>> Begin Selected passage

A Journey of 44 Months: Tribals of Boriguda Claim their Rights to their Forest Land

Amit Prasad Dash . August 31, 2020

Understanding the Forest Rights Act, the villagers of Boriguda, led by the women members of the SHGs there, have begun the process of claiming their rights to the forest lands, on and near which they have been living for centuries

T he injustices meted out to the traditional forest dwellers, including the forest-dwelling Scheduled Tribes (STs), has a historical context. Despite their essentiality in the survival and sustainability of the forest ecosystem, they have not been granted forest rights to their ancestral lands. Moreover, their habitat did not attract adequate recognition in the consolidation of state forests not only in the colonial period but also in Independent India.

The Scheduled Tribes and other Traditional Forest Dwellers (Recognition of Forest Rights) Act, 2006, or the Forest Rights Act, as it is popularly known, was crafted in 2005, with its enforcement taking place in 2006. Despite its aim to provide redressal to forest dwellers, who have been subjected to various injustices, and besides advocating transparency and efficiency in the conservation of forests, it did not achieve its full potential. Even after 14 years, a multitude of dwellers are still unaware of the provisions of the Act and the Act itself whereas some are exhausted by the rigorous processes involved in implementing the Act.

We are four sisters and we do not have any male member in our family. After the marriage of my younger sisters, I was left at home to take care of my widowed mother. If I do not have anything in my name, no one will take care of me in my old age. This is not in my case only. Ten other women in our village are facing the same problem. - Sabitri Hikaka
President of FRC, and a single woman)

This article captures the journey of a tribal village, Boriguda, supported by PRADAN, which witnessed a women’s-led struggle for Individual Forest Rights (IFR) and Community Forest Rights (CFR). Boriguda is a model village in Therubali gram panchayat of Kolnara block in Rayagada district, which lies in the south Odisha. Boriguda has 75 households belonging to the Kandha tribe. The tribals of Boriguda had been cultivating in the forest land for ages. As per government records, 105 acres of individual land and 208 acres of common forest land have been encroached upon by the villagers. As per the FRA, the land should be under the ownership of the tribal farmers, who have been cultivating and protecting the forests. In 2016, Boriguda, led by its women SHG collectives, took the road less travelled, to claim their right to the forest land.

>> End Selected passage
>> Begin Material

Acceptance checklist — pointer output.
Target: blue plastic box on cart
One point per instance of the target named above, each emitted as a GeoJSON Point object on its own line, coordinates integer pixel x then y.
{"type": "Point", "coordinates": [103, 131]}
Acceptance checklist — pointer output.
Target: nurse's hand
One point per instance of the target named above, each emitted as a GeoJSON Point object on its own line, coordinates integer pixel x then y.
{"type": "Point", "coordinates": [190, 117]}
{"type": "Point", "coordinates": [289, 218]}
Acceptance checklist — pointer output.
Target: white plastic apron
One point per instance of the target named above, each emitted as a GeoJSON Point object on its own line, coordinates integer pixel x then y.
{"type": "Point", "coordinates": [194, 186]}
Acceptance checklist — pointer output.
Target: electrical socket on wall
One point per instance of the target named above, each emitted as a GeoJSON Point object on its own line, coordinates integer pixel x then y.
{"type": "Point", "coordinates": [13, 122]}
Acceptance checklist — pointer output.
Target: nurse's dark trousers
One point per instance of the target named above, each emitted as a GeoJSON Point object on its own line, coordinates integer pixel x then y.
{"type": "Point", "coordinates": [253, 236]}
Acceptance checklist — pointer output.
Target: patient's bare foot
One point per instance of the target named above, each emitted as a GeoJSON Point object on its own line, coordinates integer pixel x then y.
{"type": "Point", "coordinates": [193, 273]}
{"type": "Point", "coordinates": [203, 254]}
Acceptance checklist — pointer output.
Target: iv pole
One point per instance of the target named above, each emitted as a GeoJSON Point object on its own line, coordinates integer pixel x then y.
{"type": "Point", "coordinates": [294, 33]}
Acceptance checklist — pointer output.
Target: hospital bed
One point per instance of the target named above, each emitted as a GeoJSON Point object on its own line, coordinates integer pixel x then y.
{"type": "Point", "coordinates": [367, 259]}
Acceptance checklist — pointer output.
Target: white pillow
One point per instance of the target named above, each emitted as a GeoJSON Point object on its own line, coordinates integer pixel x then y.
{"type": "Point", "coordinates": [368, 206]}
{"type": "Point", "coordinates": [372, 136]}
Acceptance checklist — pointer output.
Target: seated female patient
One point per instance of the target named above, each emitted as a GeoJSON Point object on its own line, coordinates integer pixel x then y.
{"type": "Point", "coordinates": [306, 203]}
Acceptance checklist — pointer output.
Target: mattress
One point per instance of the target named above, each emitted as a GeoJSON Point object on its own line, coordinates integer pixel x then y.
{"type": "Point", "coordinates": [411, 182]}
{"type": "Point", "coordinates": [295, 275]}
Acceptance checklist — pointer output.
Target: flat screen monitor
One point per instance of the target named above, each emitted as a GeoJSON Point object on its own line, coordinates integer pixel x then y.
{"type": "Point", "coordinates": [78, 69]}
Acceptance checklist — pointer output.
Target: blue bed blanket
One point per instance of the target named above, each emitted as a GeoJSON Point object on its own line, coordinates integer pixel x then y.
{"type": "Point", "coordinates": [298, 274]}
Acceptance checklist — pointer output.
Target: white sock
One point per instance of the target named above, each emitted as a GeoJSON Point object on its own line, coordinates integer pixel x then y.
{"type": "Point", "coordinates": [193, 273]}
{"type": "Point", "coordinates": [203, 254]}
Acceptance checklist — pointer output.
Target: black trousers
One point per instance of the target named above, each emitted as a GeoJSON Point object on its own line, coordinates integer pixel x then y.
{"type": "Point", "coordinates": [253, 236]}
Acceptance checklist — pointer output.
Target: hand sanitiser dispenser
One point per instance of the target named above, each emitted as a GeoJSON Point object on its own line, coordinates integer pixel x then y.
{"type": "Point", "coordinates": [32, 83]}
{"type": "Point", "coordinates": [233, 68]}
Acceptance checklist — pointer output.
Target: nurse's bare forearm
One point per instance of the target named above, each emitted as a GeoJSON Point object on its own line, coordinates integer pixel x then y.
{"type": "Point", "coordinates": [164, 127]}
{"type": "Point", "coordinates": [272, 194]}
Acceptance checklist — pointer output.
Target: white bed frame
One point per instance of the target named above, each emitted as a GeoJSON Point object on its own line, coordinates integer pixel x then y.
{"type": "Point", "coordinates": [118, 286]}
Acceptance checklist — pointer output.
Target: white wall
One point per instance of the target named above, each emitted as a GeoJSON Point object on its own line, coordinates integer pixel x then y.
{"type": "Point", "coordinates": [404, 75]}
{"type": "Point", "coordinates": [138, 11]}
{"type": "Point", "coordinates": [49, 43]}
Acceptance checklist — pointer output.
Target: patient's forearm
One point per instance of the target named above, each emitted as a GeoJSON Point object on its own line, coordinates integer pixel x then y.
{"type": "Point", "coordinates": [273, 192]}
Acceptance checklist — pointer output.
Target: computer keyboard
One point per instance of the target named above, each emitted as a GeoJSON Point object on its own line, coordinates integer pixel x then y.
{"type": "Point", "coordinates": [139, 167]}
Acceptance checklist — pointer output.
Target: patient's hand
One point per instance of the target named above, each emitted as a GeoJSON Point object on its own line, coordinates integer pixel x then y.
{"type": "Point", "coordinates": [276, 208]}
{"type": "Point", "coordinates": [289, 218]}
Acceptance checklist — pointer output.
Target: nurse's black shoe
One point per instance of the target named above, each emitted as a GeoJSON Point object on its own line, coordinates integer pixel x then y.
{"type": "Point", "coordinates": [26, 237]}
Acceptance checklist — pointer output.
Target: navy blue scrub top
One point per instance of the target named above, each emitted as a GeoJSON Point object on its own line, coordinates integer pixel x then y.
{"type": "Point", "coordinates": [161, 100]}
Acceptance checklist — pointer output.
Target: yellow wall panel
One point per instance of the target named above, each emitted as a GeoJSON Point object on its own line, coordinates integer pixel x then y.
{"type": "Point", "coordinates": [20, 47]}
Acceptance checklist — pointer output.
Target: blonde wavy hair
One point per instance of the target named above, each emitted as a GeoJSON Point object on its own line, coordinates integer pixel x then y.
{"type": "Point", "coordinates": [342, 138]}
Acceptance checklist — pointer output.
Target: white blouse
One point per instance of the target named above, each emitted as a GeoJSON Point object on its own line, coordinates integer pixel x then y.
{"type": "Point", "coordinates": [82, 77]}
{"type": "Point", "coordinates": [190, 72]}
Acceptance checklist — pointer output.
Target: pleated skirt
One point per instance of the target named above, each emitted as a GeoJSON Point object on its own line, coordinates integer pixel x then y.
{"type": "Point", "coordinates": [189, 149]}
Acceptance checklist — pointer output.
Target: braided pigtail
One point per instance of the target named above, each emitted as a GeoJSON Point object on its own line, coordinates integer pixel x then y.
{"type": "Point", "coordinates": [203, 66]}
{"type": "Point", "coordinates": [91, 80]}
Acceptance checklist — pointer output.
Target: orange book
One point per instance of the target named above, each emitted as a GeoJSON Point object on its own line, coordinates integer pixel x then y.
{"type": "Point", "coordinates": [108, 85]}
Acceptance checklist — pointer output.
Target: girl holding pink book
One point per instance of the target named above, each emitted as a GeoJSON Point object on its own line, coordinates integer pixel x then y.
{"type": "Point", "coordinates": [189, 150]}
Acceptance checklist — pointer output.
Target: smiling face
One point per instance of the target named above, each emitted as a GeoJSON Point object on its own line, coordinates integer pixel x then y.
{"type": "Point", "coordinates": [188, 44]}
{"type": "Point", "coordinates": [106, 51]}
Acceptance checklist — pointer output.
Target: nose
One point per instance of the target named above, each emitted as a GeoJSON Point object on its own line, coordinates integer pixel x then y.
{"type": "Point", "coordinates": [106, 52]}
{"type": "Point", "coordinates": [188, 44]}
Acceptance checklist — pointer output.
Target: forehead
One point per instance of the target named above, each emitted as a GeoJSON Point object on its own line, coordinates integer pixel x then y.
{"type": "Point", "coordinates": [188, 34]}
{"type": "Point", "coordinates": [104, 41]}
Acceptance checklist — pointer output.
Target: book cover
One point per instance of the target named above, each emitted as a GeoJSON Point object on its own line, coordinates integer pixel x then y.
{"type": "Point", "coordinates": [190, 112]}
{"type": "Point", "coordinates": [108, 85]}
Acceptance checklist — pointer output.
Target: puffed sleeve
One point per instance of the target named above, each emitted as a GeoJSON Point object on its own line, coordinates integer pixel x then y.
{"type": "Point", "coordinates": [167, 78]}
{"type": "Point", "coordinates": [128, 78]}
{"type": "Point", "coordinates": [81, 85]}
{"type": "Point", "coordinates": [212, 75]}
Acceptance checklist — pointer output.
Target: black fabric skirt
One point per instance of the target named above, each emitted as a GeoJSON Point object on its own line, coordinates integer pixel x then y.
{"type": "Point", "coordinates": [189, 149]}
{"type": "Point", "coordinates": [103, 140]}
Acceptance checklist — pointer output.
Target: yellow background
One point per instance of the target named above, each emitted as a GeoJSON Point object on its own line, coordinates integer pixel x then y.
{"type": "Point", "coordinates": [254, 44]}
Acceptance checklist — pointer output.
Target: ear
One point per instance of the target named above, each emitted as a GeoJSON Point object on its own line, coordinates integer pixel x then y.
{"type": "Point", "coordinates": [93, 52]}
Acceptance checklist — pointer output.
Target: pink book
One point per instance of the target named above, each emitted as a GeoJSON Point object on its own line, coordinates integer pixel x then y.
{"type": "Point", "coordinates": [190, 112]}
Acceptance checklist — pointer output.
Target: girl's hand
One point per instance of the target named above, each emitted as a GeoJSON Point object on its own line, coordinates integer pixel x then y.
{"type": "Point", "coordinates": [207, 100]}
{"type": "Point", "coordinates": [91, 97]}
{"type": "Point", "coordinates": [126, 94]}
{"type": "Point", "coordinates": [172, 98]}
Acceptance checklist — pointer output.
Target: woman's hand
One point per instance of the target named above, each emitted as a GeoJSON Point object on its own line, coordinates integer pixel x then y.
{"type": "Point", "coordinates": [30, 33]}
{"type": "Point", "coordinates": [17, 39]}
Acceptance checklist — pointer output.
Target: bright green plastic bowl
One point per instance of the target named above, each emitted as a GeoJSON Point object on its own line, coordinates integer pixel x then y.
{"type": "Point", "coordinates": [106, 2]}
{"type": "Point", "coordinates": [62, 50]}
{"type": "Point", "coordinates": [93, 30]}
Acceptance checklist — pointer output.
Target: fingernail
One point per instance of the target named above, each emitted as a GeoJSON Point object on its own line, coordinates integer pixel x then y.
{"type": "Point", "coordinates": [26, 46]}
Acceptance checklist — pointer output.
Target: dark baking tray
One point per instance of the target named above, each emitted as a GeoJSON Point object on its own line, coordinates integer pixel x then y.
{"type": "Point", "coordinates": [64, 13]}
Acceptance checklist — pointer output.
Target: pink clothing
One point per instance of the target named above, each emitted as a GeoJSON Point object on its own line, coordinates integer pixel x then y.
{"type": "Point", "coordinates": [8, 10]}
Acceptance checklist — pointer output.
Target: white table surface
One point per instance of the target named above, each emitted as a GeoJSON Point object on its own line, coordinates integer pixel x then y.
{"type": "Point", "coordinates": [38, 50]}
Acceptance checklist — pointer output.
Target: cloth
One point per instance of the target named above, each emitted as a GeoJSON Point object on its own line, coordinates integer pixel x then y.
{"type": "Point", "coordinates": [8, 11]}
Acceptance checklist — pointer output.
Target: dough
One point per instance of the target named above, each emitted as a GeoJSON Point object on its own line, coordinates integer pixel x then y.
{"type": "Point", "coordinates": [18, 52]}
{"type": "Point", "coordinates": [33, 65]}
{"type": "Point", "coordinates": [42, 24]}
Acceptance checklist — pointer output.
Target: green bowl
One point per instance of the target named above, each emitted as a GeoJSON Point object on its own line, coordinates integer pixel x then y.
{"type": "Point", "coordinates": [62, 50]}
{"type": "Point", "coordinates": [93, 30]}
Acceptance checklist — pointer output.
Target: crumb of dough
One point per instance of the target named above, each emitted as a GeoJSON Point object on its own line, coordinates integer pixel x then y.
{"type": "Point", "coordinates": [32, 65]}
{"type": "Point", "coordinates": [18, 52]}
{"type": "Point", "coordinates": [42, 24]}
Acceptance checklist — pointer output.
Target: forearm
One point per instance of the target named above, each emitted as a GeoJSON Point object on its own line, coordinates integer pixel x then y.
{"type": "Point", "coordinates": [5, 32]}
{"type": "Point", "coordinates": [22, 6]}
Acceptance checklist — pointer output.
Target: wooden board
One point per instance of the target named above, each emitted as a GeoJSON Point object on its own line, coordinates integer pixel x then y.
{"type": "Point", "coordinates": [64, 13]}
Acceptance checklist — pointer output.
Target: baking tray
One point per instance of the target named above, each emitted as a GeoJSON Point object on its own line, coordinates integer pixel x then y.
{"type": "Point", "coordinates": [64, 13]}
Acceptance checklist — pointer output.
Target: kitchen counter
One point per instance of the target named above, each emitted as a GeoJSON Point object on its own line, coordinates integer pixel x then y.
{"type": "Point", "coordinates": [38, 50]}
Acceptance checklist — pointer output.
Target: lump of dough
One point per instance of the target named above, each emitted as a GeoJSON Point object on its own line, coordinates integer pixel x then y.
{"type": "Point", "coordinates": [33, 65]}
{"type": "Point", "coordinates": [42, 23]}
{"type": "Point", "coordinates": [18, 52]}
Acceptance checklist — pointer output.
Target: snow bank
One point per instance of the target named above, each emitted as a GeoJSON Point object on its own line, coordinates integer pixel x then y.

>> End Material

> [What this exercise asks]:
(1) Revise the Boriguda article: begin at the words "Understanding the Forest" and stop after "in Independent India.", replacing "villagers" with "residents".
(2) According to the Boriguda article, how many households does the village have, and which tribe do they belong to?

> [Solutions for each task]:
(1)
Understanding the Forest Rights Act, the residents of Boriguda, led by the women members of the SHGs there, have begun the process of claiming their rights to the forest lands, on and near which they have been living for centuries

T he injustices meted out to the traditional forest dwellers, including the forest-dwelling Scheduled Tribes (STs), has a historical context. Despite their essentiality in the survival and sustainability of the forest ecosystem, they have not been granted forest rights to their ancestral lands. Moreover, their habitat did not attract adequate recognition in the consolidation of state forests not only in the colonial period but also in Independent India.

(2) Boriguda has 75 households belonging to the Kandha tribe.